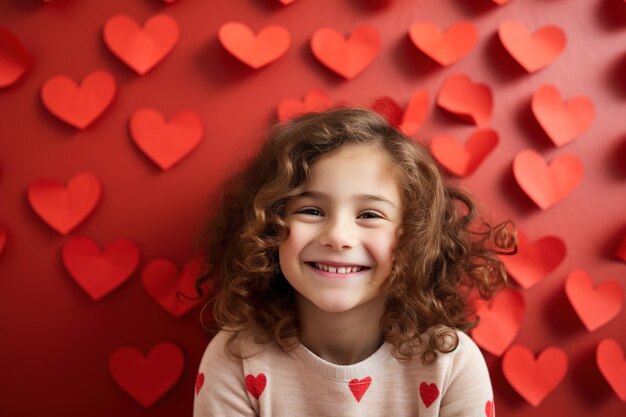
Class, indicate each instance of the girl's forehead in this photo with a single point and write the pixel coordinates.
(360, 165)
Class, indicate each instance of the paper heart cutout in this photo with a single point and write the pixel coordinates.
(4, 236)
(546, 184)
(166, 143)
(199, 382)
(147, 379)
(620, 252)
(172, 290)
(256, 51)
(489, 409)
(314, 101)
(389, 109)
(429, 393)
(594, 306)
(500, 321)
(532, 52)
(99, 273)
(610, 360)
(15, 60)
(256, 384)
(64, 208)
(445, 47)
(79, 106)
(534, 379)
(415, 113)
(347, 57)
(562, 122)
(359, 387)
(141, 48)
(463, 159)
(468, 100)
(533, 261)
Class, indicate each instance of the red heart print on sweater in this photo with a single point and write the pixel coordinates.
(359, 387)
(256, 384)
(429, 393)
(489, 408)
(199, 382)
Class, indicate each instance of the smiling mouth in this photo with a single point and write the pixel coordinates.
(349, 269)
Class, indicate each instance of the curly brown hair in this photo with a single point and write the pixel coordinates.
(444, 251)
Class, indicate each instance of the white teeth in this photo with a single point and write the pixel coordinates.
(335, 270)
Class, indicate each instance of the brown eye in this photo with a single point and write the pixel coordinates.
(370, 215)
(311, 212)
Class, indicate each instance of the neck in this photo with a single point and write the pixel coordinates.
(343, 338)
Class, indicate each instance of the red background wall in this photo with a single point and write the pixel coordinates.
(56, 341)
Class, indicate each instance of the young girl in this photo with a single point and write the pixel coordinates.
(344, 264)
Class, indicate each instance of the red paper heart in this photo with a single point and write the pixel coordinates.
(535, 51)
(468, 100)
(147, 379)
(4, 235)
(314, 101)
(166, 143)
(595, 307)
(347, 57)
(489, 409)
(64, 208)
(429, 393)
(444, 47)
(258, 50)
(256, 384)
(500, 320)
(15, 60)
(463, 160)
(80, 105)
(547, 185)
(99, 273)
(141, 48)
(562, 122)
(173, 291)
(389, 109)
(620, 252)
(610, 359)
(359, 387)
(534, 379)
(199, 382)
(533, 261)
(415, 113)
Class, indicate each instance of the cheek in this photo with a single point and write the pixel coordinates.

____

* Task prompt
Output the entries above exactly, without their pictures.

* Your solution
Class, indicate each instance of the girl's forehead in this photo with a single point and write the pixel coordinates.
(360, 165)
Class, indicate each instance of the paper heart cutout in this photo with a single point and write the pixel coordinates.
(4, 236)
(546, 184)
(166, 143)
(199, 382)
(147, 379)
(620, 252)
(172, 290)
(256, 51)
(489, 409)
(314, 101)
(389, 109)
(429, 393)
(594, 306)
(500, 321)
(532, 52)
(99, 273)
(610, 360)
(15, 60)
(256, 384)
(64, 208)
(445, 47)
(79, 106)
(534, 379)
(415, 113)
(347, 57)
(562, 122)
(359, 387)
(141, 48)
(463, 159)
(468, 100)
(533, 261)
Class, indicate each instance of the red heart print on sweater in this photo with a single point and write the pixel coordinates.
(359, 387)
(256, 384)
(429, 393)
(489, 408)
(199, 382)
Class, indicate each instance of the smiling mouth in this photo with a single point and write the pixel coordinates.
(349, 269)
Class, indicate each instance of the curly brown hair in this photo with a single point and write the pixel coordinates.
(444, 251)
Class, indicate each instance of the white teeth in this photo with a single point and write the pixel coordinates.
(335, 270)
Class, indicate each instance of the brown eye in this photo with a single point and write the pixel coordinates.
(370, 215)
(311, 212)
Class, indicate each instance of the neck in this photo with a single point and write the pixel coordinates.
(343, 338)
Class, indicate each instance of the red background wall in this photo with a single point and write the pixel coordinates.
(56, 341)
Class, indicate each instance of the young girl in this photo with a single point and write the pixel coordinates.
(344, 264)
Class, indicate each instance of the red paper heart in this photo with a single point and write the pixel coordinates.
(535, 51)
(468, 100)
(147, 379)
(4, 235)
(314, 101)
(166, 143)
(595, 307)
(347, 57)
(489, 409)
(64, 208)
(429, 393)
(444, 47)
(258, 50)
(256, 384)
(500, 320)
(15, 60)
(463, 160)
(80, 105)
(547, 185)
(99, 273)
(141, 48)
(562, 122)
(173, 291)
(389, 109)
(620, 252)
(610, 359)
(359, 387)
(534, 379)
(199, 382)
(533, 261)
(415, 113)
Class, indicate each instance of the cheek in this photo with a single point and write the pixel coordinates.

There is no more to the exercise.